## start DATA SUPPLIED

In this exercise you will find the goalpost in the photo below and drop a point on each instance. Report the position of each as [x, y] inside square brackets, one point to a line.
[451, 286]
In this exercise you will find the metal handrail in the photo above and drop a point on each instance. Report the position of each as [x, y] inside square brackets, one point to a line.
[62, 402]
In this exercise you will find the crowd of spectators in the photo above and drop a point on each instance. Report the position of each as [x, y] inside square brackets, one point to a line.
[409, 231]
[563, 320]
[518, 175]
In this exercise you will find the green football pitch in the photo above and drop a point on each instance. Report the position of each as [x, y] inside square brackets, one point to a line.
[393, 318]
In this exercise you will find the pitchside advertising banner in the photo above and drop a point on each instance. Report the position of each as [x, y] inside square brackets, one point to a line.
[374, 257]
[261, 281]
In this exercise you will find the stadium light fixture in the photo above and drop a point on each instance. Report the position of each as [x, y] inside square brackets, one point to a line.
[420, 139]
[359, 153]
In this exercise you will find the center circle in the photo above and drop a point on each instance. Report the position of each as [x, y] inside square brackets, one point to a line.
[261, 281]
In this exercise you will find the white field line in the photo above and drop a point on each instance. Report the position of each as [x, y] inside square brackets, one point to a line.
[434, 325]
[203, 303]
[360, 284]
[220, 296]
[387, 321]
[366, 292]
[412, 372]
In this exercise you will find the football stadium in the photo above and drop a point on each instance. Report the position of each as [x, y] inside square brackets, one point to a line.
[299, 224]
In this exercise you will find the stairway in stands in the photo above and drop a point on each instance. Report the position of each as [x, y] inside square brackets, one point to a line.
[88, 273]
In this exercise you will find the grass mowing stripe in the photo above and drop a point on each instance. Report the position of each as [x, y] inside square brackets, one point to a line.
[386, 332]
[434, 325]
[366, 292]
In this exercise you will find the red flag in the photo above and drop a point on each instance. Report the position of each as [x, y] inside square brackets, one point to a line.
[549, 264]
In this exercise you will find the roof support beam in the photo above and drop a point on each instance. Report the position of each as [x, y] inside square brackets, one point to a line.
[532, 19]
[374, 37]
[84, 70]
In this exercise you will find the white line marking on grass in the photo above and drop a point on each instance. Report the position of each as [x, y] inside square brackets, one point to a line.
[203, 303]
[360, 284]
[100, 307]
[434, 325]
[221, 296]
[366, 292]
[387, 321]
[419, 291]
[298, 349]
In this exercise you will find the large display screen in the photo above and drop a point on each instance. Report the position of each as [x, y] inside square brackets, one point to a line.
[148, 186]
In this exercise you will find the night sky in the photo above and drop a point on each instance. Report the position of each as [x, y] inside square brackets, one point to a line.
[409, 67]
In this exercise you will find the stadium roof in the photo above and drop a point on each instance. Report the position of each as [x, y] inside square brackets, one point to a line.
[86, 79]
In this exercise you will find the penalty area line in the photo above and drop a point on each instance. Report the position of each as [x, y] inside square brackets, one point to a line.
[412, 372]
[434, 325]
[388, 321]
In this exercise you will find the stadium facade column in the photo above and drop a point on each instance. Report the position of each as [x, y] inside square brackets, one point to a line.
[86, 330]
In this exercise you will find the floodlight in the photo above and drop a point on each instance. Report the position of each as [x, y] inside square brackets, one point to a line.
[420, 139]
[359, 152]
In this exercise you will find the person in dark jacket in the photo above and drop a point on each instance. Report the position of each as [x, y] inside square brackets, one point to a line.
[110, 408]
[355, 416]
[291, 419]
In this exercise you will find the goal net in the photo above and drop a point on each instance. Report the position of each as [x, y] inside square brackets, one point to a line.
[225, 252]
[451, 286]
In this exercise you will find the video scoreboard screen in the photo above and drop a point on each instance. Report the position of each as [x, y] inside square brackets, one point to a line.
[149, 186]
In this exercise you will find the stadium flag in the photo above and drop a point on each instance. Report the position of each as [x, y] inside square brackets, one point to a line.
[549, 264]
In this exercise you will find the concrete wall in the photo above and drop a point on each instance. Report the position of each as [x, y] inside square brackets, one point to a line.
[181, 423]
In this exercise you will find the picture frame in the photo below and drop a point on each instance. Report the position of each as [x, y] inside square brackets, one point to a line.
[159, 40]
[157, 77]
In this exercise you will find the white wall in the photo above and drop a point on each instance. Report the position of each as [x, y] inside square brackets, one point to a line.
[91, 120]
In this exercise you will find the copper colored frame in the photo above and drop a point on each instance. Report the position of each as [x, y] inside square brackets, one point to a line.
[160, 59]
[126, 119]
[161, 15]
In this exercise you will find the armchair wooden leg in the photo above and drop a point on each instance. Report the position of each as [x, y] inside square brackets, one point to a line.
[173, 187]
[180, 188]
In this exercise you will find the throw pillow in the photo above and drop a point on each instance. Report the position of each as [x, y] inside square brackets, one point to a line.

## end DATA SUPPLIED

> **AIM**
Write the entire listing out again, word for word.

> **FINISHED ANSWER**
In this exercise you will find the goalpost in the photo below and drop a point on each instance. Report the position of each as [x, y] inside square brackets, one point to a line.
[451, 286]
In this exercise you will find the metal handrail in the photo above and drop a point on each instance. Report the position of each as [x, y] inside square brackets, one point to a line.
[62, 402]
In this exercise you will find the crowd of spectators in the photo above and drop a point on each instance. Report the position of each as [x, y] inside square brackets, one point to a line.
[409, 231]
[563, 320]
[518, 175]
In this exercise you will find the green football pitch in the photo above and drop a point on each instance. Report the position of each as [x, y] inside square brackets, one point to a line.
[393, 318]
In this exercise you will find the pitchside advertising banner in the photo above and drop a point on each instance. Report the position of each as [x, y] inside square brackets, one point to a line.
[374, 257]
[261, 281]
In this exercise you will find the stadium light fixture in the photo above and drop a point on each instance. Report the position of each as [x, y] inside square brackets, one point to a line.
[420, 139]
[359, 153]
In this exercise you will find the center circle in the photo above and drop a point on each instance. Report the position of each as [x, y] inside square brackets, one point to a line.
[261, 281]
In this exercise you will find the white field line in the photo above and drop a point on each instance. Report the position of each as [x, y] inside square brackets, one point to a line.
[434, 325]
[203, 303]
[360, 284]
[220, 296]
[387, 321]
[366, 292]
[412, 372]
In this exercise you will find the football stadium in the photo above and drop a point on each instance. Report the position of each as [x, y] inside square brackets, one point to a line.
[299, 224]
In this exercise you will find the stairway in stands in the photo above and drop a point on each instance. Report the position of each as [x, y] inside square brackets, one point to a line.
[88, 273]
In this exercise you will find the grass mowing stripe in the photo above and drop a point on each instance. Report the position of each as [x, y] inside square brackets, one point to a line.
[386, 332]
[434, 325]
[366, 292]
In this exercise you will find the red flag in the photo above and drop a point on each instance. Report the position of each as [x, y] inside square brackets, one point to a line.
[549, 264]
In this exercise you will find the roof support beam in the photo above and drop a point on each instance. Report the position of each as [x, y] inside square brackets, one point to a line.
[532, 19]
[374, 37]
[84, 70]
In this exercise you will find the white line marking on grass in the photo above and drop a point on each instance. Report the position of each as [x, y] inside square brackets, one point to a line.
[203, 303]
[360, 284]
[100, 307]
[434, 325]
[221, 296]
[366, 292]
[387, 321]
[419, 291]
[298, 349]
In this exercise you will find the large display screen in the photo above and drop a point on each instance. Report the position of each as [x, y] inside square brackets, one point to a line.
[148, 186]
In this exercise you will find the night sky in the photo above and drop a point on each instance. Report the position of each as [x, y] inside square brackets, one point to a line.
[409, 67]
In this exercise you will find the stadium roof in the photo above and drop a point on each instance. Report the position of each as [x, y] inside square brackets, one point to a line.
[86, 79]
In this exercise you will find the penalty area line in the photo above and drop a point on each instance. Report the position of each as [x, y] inside square brackets, one point to a line.
[412, 372]
[434, 325]
[388, 321]
In this exercise you will find the stadium facade column in the photo above and drop a point on each instance. Report the position of each as [x, y] inside square brackets, one point to a line.
[86, 330]
In this exercise you will find the floodlight in the photo above and drop a point on each instance. Report the position of each as [x, y] inside square brackets, one point to a line.
[420, 139]
[359, 152]
In this exercise you will find the person in dark jacket in the photo above and drop a point on each instance. Report the position of each as [x, y] inside square brackets, one point to a line.
[110, 408]
[355, 416]
[291, 419]
In this exercise you will find the goal net in the photo above and drop a point on each instance. Report the position of each as [x, y] inside square brackets, one point to a line.
[225, 252]
[451, 286]
In this exercise you will find the video scoreboard screen in the photo above and drop a point on each instance. Report the position of each as [x, y] inside square brackets, one point to a line.
[149, 186]
In this exercise you will find the stadium flag in the photo above and drop a point on each instance. Report the position of each as [x, y] inside square brackets, one point to a line.
[549, 264]
In this exercise you will find the concrete wall in the photo above and drop a point on each instance. Report the position of each as [x, y] inside square brackets, one point to a line.
[181, 423]
In this exercise you will find the picture frame in the photo below and drop a point on each instance. Report the position of each as [x, y] inside square brackets, one point to a line.
[159, 40]
[157, 77]
In this exercise you will find the white wall in the photo above and drop a point on each instance. Report the position of each as [x, y] inside square brackets, one point to a line.
[91, 120]
In this exercise you will find the copper colored frame in the photo above and drop a point on each instance. Report the position of each as [x, y] inside square brackets, one point to a line.
[160, 59]
[126, 119]
[161, 15]
In this exercise you will find the armchair wooden leg in the photo above and drop a point on each instance. Report the position of each as [x, y] inside square brackets, one point to a line.
[173, 187]
[180, 188]
In this exercise you will find the throw pillow in the photo above and drop a point on each instance. Report the position of each as [x, y] inside square brackets, one point to a line.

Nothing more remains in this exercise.